Location identification items
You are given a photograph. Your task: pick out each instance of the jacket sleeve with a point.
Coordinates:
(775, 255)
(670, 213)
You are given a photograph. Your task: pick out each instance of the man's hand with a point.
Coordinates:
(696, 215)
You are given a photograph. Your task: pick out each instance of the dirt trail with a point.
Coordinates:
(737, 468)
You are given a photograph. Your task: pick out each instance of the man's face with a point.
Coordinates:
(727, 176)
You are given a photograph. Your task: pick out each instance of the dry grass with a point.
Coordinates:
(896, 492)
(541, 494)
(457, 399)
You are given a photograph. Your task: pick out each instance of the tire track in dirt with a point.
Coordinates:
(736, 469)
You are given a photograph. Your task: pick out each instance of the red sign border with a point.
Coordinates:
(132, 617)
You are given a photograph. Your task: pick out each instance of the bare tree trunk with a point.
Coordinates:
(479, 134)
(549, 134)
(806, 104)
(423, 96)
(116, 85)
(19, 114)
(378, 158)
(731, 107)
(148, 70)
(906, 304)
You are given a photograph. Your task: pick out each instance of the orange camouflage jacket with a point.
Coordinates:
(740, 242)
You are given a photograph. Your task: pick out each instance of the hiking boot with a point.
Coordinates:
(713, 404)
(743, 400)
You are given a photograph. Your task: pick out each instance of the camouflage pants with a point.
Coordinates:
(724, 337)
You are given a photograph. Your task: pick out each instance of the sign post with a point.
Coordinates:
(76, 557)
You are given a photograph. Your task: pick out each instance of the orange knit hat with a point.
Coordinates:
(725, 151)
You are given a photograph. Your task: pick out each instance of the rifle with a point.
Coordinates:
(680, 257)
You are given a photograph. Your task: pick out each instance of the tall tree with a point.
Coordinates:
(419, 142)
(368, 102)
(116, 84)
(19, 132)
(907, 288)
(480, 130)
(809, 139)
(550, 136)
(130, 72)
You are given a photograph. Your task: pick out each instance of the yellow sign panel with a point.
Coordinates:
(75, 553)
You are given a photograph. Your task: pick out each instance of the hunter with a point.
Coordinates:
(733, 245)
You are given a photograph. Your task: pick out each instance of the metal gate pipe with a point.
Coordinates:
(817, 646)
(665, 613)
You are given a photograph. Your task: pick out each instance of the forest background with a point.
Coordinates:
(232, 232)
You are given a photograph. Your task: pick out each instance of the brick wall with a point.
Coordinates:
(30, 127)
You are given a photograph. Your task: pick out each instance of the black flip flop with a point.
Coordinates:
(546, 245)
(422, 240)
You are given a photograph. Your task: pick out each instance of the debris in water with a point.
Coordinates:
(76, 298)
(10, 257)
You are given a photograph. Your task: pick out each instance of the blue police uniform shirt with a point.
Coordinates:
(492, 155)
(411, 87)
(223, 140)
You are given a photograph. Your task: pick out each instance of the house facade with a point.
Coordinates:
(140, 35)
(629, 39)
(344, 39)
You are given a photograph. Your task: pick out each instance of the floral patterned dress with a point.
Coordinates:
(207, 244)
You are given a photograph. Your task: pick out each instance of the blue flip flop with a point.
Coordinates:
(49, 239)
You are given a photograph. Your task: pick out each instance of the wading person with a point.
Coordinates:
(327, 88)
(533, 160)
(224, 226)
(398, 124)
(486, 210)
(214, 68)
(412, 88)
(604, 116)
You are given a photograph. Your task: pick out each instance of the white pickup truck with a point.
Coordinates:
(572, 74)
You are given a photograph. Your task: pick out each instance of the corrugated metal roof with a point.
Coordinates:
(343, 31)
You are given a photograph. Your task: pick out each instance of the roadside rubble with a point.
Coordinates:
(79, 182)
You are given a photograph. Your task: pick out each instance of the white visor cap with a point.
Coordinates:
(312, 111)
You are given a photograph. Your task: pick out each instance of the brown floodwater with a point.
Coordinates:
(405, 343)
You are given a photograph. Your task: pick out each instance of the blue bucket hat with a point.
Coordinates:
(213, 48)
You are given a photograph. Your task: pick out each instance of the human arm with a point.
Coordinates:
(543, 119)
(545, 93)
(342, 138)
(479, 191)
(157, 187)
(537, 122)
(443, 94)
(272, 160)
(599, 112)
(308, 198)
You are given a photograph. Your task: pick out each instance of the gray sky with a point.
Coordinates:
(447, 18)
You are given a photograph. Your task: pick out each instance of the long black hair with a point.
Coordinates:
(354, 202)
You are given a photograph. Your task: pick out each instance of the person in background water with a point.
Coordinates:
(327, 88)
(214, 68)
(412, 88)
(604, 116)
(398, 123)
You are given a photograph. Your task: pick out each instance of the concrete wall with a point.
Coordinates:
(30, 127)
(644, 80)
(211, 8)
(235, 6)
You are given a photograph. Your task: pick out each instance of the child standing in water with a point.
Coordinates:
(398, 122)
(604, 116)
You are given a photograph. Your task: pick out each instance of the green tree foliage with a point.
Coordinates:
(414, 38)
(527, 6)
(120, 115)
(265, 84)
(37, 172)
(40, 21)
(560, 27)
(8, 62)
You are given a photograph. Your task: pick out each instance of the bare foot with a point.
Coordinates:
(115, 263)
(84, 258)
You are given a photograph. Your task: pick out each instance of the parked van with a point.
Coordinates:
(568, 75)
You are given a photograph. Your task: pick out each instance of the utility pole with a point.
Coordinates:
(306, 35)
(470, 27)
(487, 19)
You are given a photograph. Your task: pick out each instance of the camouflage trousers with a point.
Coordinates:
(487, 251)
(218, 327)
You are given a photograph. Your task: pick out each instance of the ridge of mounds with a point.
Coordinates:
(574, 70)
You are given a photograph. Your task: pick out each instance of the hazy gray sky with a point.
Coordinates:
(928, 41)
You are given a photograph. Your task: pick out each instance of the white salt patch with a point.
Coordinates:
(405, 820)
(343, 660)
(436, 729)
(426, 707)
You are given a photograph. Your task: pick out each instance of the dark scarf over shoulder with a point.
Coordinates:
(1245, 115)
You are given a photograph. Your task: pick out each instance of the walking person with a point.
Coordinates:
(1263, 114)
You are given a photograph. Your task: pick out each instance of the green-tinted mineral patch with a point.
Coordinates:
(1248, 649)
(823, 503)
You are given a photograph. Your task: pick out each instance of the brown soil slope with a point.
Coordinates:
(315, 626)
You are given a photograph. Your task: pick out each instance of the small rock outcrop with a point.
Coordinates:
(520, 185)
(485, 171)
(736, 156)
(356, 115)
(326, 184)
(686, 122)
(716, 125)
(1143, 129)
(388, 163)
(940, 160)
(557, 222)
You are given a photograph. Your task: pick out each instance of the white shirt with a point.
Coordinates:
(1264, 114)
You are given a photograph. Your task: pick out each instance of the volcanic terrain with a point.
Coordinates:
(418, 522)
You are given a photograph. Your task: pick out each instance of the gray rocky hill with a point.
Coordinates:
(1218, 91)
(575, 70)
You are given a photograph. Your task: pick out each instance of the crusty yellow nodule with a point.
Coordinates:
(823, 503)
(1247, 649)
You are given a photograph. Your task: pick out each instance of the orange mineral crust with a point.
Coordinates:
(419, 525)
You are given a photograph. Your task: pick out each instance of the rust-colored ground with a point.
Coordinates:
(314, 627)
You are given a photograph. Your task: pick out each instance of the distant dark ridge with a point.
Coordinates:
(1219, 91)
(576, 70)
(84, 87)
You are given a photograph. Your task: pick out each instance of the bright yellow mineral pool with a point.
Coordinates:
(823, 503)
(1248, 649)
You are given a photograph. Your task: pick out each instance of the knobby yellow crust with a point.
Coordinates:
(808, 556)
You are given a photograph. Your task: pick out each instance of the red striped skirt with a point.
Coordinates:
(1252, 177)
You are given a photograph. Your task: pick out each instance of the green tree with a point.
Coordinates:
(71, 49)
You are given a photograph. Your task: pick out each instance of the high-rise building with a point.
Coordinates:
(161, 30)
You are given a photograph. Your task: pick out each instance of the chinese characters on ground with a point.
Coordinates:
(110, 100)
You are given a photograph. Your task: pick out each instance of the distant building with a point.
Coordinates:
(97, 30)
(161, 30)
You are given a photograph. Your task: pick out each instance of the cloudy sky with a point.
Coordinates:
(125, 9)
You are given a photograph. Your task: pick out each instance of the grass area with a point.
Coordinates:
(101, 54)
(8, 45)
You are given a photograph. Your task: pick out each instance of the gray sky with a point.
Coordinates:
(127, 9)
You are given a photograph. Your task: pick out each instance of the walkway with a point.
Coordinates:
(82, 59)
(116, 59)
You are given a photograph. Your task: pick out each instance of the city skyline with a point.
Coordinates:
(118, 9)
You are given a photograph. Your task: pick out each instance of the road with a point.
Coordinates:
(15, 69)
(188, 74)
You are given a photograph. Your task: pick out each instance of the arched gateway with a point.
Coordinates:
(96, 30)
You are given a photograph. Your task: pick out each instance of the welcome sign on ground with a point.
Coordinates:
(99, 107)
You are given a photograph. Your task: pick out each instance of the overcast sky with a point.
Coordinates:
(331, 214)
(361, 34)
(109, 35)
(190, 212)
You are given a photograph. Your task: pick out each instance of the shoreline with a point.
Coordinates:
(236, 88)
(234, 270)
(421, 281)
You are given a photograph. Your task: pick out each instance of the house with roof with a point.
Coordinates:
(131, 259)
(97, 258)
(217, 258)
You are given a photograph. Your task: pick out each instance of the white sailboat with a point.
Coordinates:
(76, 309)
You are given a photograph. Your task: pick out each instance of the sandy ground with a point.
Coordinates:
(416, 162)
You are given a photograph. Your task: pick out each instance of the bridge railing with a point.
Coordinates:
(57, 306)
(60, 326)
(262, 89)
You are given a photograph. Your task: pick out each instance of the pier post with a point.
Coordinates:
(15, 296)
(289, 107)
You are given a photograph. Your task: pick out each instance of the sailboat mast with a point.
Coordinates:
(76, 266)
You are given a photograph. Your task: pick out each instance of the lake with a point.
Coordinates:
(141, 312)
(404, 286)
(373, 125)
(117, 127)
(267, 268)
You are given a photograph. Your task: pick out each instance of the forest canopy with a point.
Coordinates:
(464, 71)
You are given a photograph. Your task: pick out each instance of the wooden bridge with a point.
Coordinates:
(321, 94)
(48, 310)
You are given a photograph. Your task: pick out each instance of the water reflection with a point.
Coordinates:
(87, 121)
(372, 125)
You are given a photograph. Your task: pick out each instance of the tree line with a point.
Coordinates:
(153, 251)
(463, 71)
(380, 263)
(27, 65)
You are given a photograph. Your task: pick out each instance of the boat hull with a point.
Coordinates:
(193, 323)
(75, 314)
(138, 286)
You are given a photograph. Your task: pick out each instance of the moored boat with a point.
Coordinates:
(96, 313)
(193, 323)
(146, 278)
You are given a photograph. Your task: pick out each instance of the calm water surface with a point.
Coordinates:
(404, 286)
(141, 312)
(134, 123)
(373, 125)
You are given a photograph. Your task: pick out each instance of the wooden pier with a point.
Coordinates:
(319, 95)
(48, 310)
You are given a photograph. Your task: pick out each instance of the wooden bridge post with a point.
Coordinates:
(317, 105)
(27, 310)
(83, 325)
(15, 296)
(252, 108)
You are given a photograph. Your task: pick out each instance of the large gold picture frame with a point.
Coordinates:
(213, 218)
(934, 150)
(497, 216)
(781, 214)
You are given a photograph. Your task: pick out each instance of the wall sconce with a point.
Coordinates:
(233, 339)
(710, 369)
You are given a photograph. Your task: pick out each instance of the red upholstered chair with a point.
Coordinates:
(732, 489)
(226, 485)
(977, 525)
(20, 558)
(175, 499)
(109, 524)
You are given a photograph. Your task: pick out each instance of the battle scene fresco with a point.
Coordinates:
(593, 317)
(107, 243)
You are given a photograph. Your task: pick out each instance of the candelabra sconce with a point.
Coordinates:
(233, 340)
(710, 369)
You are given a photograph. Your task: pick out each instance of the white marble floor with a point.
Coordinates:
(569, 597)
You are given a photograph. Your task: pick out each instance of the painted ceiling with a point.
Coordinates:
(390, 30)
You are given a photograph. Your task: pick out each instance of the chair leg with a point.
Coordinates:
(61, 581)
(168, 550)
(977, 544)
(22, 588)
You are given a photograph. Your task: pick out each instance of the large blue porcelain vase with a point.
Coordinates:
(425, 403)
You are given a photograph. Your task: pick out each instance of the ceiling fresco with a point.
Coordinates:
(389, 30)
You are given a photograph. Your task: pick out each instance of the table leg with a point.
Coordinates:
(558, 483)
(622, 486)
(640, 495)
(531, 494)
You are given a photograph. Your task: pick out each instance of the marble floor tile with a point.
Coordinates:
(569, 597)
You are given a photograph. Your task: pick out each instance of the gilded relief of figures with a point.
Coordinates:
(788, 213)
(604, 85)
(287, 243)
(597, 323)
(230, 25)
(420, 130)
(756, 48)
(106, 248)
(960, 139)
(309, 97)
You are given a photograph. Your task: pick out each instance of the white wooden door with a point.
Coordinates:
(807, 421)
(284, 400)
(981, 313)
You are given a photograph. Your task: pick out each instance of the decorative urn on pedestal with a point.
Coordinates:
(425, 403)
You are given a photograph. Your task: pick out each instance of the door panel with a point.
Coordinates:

Goal of the exercise: Copy out the lines from the line containing "candelabra sconce with a point." to the end of the listing above, without alteration.

Complete response:
You are given a photograph. Your task: pick out each instance of the candelabra sconce with a point.
Coordinates:
(233, 340)
(710, 369)
You are given a photograph. Your task: pick out each instance of the white marble floor with a point.
Coordinates:
(569, 597)
You are given a photograph. Your task: pick out each instance of the painted ceiling with a point.
Coordinates:
(390, 30)
You are given a photograph. Your task: pick out each instance of the chair leg with a point.
Coordinates:
(61, 581)
(168, 550)
(977, 544)
(22, 588)
You are given a photograph. Your task: pick out each instance of the large blue porcelain vase with a point.
Coordinates:
(425, 403)
You are given a photograph. Your task: pick out each instance of the ceiling fresco with a point.
Coordinates:
(389, 30)
You are given a photograph. Your task: pick out each instance of the table leg with a point.
Coordinates:
(558, 483)
(622, 486)
(640, 495)
(531, 494)
You are given a photograph. Your task: pick out each instance of the marble floor tile with a point.
Coordinates:
(569, 597)
You are given a photograph. Your task: pick out each instance of the gilded relief of figures with a point.
Coordinates:
(788, 213)
(604, 85)
(287, 243)
(597, 323)
(230, 25)
(420, 130)
(756, 48)
(106, 248)
(960, 139)
(309, 97)
You are given a photograph. Your task: pick out each instance of the white wooden door with a point.
Coordinates:
(807, 421)
(284, 400)
(981, 313)
You are given a photograph. Your task: pick out each instance of the decorative urn on pedestal with a point.
Coordinates:
(425, 403)
You are given a photograph. Your task: pick out each instance of the door panel with a point.
Coordinates:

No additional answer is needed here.